Work to be completed:
Where a line has odd spacing or punctuation, keep it; transcribe all the entries exactly.

Material for this exercise:

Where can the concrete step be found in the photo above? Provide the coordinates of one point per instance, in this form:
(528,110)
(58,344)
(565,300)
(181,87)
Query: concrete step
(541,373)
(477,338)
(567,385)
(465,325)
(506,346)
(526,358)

Response to the exercise:
Where can the concrete step be found in the photo above? Provide the coordinates of one point per instance, in this form:
(528,110)
(58,344)
(565,300)
(181,87)
Query: concrete step
(541,373)
(477,338)
(567,385)
(465,325)
(506,346)
(526,358)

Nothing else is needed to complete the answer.